▸ Work required
Return exactly the lines from the "# Target: wine glass" line through the last line of the entries below. Include no pictures.

▸ Extracted material
((

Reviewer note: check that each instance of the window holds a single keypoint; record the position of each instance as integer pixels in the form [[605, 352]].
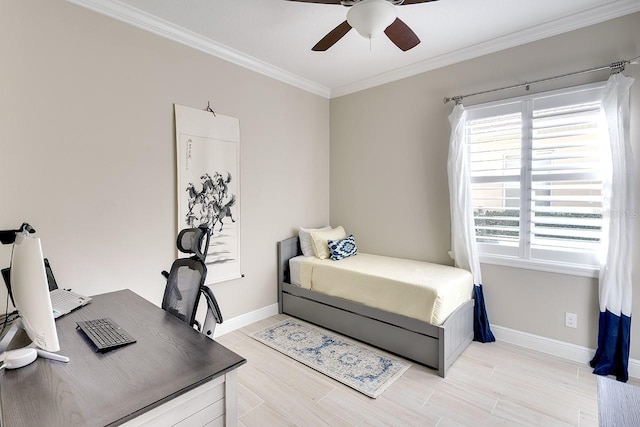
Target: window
[[536, 183]]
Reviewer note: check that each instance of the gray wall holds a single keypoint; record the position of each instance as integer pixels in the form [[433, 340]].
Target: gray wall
[[389, 149], [87, 150]]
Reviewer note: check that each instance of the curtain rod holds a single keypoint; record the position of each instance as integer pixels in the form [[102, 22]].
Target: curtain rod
[[615, 67]]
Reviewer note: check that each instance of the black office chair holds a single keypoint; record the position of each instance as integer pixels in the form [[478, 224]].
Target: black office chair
[[185, 282]]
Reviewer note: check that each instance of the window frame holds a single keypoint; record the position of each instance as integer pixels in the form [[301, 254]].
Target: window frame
[[583, 264]]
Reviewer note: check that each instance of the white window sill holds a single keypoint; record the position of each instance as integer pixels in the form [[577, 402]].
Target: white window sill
[[556, 267]]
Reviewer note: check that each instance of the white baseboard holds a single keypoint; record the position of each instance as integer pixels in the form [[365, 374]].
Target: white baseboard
[[557, 348], [562, 349], [243, 320]]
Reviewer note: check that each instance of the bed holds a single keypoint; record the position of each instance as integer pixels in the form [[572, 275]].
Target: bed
[[434, 345]]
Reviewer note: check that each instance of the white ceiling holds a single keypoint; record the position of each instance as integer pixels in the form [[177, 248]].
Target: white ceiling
[[275, 37]]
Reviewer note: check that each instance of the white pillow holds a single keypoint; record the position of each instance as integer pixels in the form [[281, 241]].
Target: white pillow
[[320, 241], [305, 239]]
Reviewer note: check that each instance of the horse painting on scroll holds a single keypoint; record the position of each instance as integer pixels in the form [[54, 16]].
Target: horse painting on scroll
[[213, 201]]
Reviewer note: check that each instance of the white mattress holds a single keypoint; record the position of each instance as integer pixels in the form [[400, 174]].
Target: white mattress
[[420, 290]]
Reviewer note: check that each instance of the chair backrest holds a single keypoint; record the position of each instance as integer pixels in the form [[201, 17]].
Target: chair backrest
[[187, 275]]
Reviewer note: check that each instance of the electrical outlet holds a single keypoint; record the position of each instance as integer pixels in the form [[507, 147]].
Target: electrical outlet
[[571, 320]]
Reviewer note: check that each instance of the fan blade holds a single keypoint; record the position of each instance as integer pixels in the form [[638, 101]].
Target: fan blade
[[319, 1], [401, 35], [331, 38], [405, 2]]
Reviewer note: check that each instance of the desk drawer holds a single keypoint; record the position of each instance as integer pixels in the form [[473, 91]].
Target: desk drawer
[[197, 407]]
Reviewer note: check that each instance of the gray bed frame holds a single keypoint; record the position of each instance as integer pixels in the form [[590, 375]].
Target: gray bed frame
[[434, 346]]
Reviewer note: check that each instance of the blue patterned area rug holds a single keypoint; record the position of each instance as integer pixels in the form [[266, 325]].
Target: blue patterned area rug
[[353, 364]]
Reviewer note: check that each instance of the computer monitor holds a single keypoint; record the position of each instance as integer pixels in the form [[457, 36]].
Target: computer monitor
[[31, 297]]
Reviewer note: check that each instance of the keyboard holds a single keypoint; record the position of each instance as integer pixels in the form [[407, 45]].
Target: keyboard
[[105, 334]]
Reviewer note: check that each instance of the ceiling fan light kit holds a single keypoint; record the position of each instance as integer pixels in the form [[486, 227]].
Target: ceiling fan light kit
[[371, 17]]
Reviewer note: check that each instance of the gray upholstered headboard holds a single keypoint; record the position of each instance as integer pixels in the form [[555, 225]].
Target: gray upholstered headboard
[[287, 249]]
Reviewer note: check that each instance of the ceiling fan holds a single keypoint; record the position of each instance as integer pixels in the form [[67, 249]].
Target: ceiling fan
[[371, 18]]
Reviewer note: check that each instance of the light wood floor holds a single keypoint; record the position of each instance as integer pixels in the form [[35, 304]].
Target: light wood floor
[[493, 384]]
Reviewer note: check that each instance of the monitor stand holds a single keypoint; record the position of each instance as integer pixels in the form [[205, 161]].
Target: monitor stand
[[14, 359]]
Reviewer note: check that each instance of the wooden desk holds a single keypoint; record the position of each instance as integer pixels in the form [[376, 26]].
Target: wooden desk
[[170, 373]]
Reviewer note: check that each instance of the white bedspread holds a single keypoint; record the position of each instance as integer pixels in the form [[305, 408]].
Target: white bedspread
[[421, 290]]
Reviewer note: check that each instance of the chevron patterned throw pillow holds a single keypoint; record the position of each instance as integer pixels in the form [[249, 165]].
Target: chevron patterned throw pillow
[[343, 248]]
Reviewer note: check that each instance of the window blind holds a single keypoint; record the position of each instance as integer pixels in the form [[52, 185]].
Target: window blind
[[536, 168]]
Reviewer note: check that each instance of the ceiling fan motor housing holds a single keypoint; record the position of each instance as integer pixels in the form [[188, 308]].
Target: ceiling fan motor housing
[[371, 17]]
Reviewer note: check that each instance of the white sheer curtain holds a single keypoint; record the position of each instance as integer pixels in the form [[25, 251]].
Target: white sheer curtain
[[463, 233], [612, 355]]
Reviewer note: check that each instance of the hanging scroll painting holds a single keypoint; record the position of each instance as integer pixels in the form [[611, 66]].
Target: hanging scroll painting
[[208, 148]]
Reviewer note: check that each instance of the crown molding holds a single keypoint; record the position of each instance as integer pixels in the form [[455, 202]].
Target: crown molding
[[595, 15], [163, 28], [130, 15]]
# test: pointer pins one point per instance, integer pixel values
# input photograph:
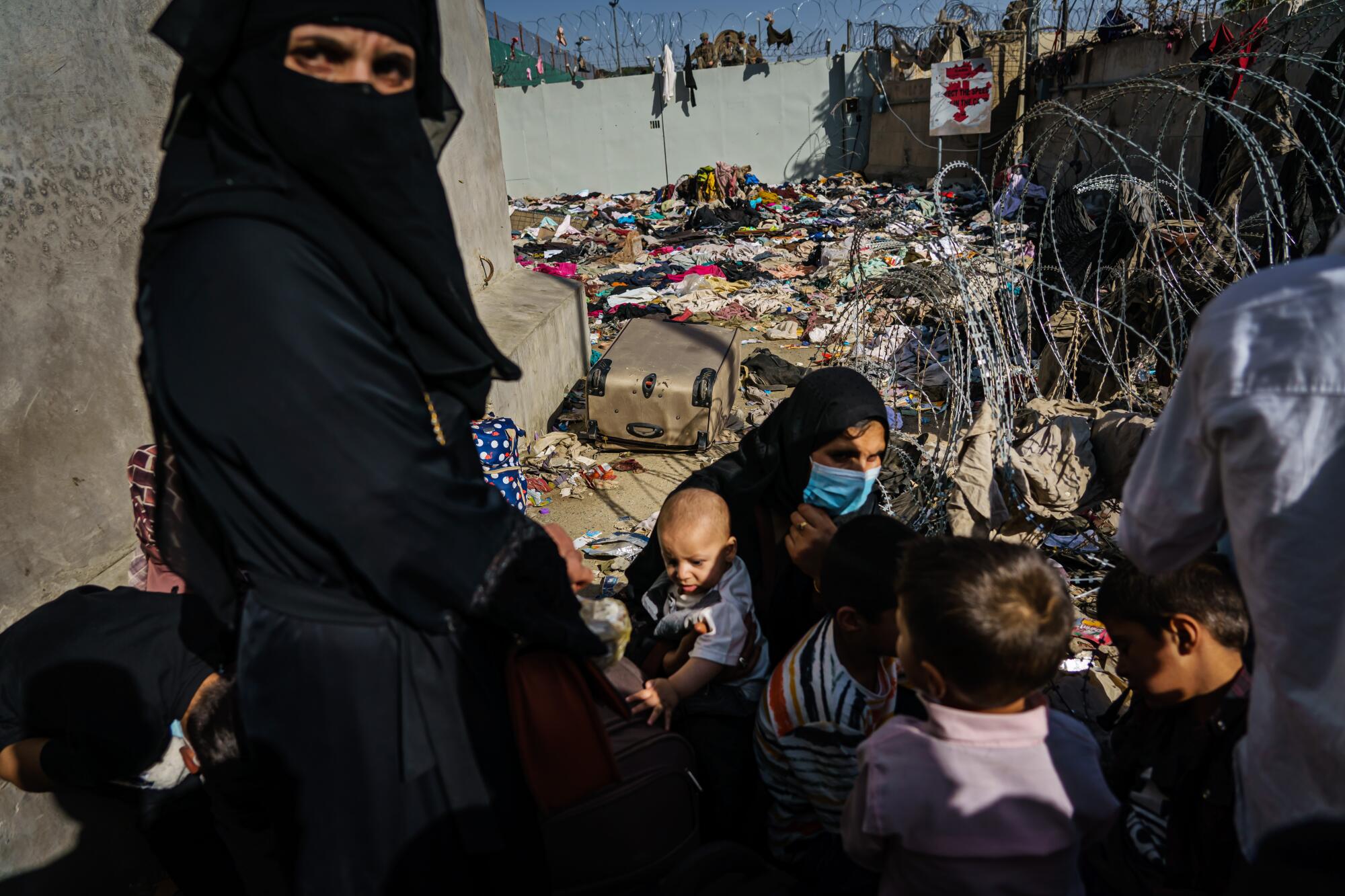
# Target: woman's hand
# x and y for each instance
(677, 658)
(580, 575)
(810, 533)
(660, 697)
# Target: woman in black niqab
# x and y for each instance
(313, 361)
(765, 481)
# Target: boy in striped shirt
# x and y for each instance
(831, 692)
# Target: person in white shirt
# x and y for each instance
(704, 600)
(1253, 446)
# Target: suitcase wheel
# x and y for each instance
(704, 389)
(598, 377)
(645, 431)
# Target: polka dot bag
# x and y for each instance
(496, 440)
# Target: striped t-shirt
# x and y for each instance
(810, 724)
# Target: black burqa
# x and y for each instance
(302, 304)
(763, 483)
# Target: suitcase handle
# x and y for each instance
(704, 388)
(598, 377)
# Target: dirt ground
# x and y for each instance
(640, 494)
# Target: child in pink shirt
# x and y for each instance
(996, 792)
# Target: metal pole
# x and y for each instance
(1023, 83)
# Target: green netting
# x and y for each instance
(514, 72)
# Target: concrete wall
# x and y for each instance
(84, 95)
(787, 120)
(537, 319)
(81, 111)
(85, 92)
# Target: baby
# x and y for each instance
(703, 602)
(996, 792)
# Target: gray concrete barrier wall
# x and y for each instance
(84, 96)
(786, 120)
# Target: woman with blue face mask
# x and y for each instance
(810, 466)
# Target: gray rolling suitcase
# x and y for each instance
(665, 385)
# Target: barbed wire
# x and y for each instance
(1160, 192)
(821, 28)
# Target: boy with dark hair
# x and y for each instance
(995, 792)
(1180, 637)
(833, 689)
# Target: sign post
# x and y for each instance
(960, 99)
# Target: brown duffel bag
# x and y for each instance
(618, 797)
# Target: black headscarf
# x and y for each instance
(352, 170)
(770, 471)
(774, 462)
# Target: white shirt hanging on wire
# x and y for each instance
(669, 76)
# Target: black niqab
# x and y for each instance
(352, 170)
(775, 462)
(766, 477)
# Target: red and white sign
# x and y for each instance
(960, 97)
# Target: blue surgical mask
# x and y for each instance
(839, 491)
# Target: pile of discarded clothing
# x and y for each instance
(782, 263)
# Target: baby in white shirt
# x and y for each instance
(704, 598)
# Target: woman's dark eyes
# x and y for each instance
(397, 65)
(314, 53)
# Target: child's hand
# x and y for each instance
(675, 659)
(660, 697)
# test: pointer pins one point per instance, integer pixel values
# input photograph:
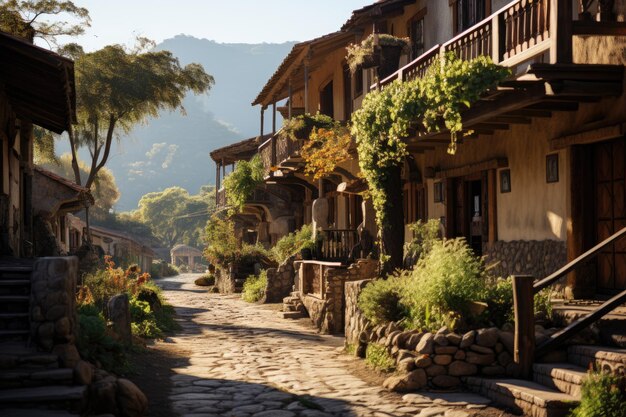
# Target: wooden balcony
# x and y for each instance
(524, 31)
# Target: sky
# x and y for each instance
(240, 21)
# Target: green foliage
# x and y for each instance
(254, 287)
(437, 99)
(22, 18)
(175, 216)
(424, 236)
(240, 183)
(378, 357)
(382, 300)
(291, 244)
(93, 342)
(358, 53)
(300, 127)
(603, 395)
(223, 247)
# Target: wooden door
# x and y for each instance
(610, 210)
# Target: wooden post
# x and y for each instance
(523, 303)
(273, 118)
(561, 35)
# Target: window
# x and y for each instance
(416, 34)
(470, 12)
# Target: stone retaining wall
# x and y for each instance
(538, 258)
(53, 303)
(280, 281)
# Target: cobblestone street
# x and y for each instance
(246, 361)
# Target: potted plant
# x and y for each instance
(377, 50)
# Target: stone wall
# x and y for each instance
(280, 281)
(538, 258)
(53, 302)
(327, 312)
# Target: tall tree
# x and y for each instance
(119, 88)
(28, 19)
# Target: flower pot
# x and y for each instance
(389, 60)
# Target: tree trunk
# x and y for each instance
(392, 232)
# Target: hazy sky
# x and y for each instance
(247, 21)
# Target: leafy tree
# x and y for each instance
(23, 18)
(104, 188)
(118, 88)
(175, 216)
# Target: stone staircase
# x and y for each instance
(32, 383)
(15, 302)
(293, 308)
(555, 389)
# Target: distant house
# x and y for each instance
(36, 87)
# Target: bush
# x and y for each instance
(382, 300)
(254, 287)
(292, 243)
(603, 395)
(377, 356)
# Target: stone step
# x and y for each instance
(605, 358)
(32, 378)
(44, 394)
(525, 397)
(564, 377)
(291, 314)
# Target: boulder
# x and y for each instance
(131, 401)
(118, 309)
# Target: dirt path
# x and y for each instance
(236, 359)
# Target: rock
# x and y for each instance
(478, 359)
(423, 361)
(442, 359)
(505, 358)
(68, 355)
(413, 340)
(441, 340)
(446, 350)
(468, 339)
(446, 381)
(412, 381)
(83, 373)
(462, 368)
(496, 370)
(406, 365)
(118, 309)
(130, 400)
(426, 344)
(435, 370)
(454, 338)
(487, 337)
(481, 349)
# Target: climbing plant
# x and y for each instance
(325, 150)
(386, 117)
(240, 183)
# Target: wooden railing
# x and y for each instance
(337, 245)
(524, 290)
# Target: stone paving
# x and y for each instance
(248, 362)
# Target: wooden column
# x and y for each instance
(523, 304)
(561, 31)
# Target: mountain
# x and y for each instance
(174, 148)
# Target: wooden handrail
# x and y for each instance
(562, 335)
(551, 279)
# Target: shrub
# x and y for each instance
(603, 395)
(254, 287)
(382, 300)
(378, 357)
(424, 236)
(290, 244)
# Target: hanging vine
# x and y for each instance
(436, 100)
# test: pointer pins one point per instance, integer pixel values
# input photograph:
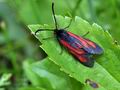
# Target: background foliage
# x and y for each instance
(19, 49)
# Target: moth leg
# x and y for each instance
(86, 34)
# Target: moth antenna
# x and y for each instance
(54, 16)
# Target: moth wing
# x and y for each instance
(85, 59)
(88, 45)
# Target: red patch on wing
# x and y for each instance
(80, 57)
(85, 42)
(68, 46)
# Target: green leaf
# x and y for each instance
(4, 80)
(48, 75)
(31, 88)
(106, 69)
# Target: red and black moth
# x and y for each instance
(92, 83)
(81, 48)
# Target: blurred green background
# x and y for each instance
(17, 44)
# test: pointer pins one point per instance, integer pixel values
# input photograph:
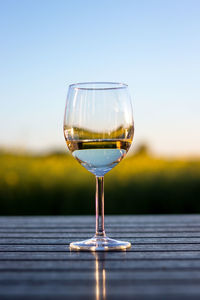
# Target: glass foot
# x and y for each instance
(100, 244)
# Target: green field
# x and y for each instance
(57, 184)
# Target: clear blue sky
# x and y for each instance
(154, 46)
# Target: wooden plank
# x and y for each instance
(114, 229)
(10, 277)
(114, 265)
(111, 290)
(110, 218)
(164, 261)
(45, 235)
(109, 256)
(63, 241)
(134, 248)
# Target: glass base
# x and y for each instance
(99, 244)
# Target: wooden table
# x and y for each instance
(163, 263)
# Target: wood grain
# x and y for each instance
(163, 263)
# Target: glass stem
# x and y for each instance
(100, 207)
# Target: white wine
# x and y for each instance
(99, 156)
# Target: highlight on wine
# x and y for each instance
(99, 129)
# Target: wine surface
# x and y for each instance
(99, 156)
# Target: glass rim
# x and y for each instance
(98, 85)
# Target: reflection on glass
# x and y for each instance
(100, 277)
(99, 129)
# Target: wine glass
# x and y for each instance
(99, 129)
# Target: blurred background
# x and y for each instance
(153, 46)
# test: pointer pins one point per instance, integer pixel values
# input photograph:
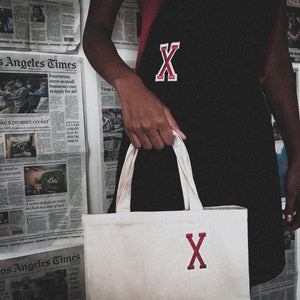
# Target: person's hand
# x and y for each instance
(148, 122)
(292, 208)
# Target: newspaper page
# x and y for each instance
(284, 286)
(127, 28)
(45, 276)
(293, 33)
(113, 127)
(42, 152)
(51, 26)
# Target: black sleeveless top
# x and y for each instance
(203, 60)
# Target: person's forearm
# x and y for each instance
(100, 49)
(280, 88)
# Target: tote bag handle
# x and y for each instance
(190, 195)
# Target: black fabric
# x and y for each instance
(218, 103)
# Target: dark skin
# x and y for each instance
(149, 123)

))

▸ Response
# Target: wine glass
# x and y for each instance
(99, 129)
# Target: blurred background
# x and y for each instance
(153, 46)
# test: pointer pins one point per instance, integer pixel values
# input photograph:
# Target: person's hand
# x and y for each instance
(148, 122)
(292, 208)
# Target: newspaper page
# x and y for each instance
(284, 286)
(127, 28)
(45, 276)
(293, 33)
(113, 127)
(42, 152)
(51, 26)
# Target: black sleeveless top
# x and y for each instance
(203, 60)
# Target: person's forearm
# x and y for each instance
(100, 49)
(280, 88)
# Target: tote bag handle
# x and y for each instance
(190, 195)
# Target: black fabric
# x and y for each instance
(218, 103)
# Target: dark skin
# x and y for each instance
(149, 123)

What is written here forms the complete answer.